Data entries =
■ ■ ■ ■ ■
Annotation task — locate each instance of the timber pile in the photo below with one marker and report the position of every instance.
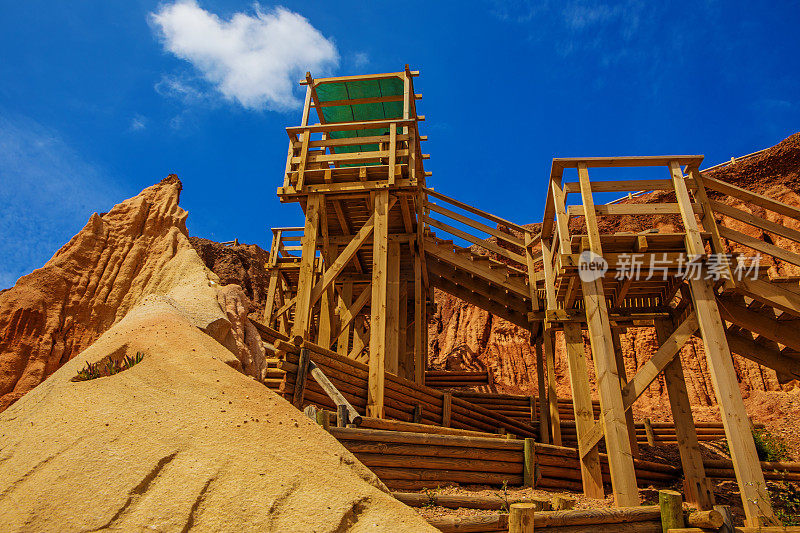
■ ■ ■ ■ ■
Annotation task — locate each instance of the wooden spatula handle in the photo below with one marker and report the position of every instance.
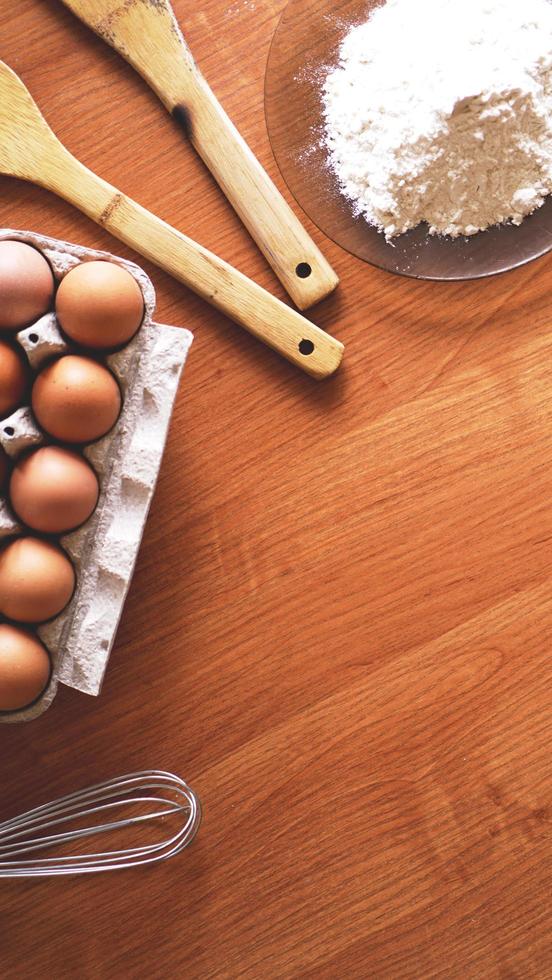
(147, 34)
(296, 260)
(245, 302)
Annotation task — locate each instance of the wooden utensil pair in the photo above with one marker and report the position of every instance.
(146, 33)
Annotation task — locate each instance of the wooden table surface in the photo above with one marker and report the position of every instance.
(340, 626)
■ ■ ■ ■ ■
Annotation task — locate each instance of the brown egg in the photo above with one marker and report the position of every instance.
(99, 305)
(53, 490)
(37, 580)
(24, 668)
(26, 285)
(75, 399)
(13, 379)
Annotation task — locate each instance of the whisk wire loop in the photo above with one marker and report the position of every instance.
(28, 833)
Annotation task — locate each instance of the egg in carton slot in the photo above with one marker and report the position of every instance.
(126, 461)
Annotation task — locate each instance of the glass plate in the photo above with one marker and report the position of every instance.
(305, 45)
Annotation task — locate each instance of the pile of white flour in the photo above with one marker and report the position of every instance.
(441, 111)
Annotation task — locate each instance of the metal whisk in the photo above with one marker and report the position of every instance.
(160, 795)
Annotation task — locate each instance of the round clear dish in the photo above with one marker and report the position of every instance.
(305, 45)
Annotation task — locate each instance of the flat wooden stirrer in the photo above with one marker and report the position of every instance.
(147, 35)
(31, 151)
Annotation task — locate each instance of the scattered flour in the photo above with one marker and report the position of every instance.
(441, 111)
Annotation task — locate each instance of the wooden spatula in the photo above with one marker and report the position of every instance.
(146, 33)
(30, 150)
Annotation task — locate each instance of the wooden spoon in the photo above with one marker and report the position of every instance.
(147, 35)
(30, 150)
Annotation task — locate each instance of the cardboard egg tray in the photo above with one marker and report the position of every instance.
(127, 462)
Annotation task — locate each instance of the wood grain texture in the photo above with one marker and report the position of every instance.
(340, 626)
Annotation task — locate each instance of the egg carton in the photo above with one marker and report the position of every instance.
■ ■ ■ ■ ■
Written exercise = In the material, take the stretch from the line containing "Annotation task — locate each instance of the flat" through the line containing "Annotation task — locate each instance of the egg carton" and write it out again, replacing "marker" with "point" and leaving everything else the same.

Answer to the problem =
Annotation task — locate each instance of the flat wooden stirrer in the photo above with one point and report the position of every instance.
(147, 35)
(31, 151)
Annotation task — locate each instance of the scattered flour in the photo above with one point and report the position of every instance.
(441, 111)
Annotation task — locate each instance of the wooden spatula in the photo above with one point and report the position of every instance.
(146, 33)
(30, 150)
Annotation task — locate each instance of the wooden spoon in the photo above with one point and report the position of every instance.
(147, 35)
(30, 150)
Annotation task — locate each instance of the cardboard egg tray in the photo above with one point and report the position of every instance.
(127, 462)
Annotation task — locate each instance of the wood grain texture in the photo above with one point and report the position of every instance.
(340, 626)
Annotation task — locate each instance of the egg carton in the photo above with one point and report the position of every instance.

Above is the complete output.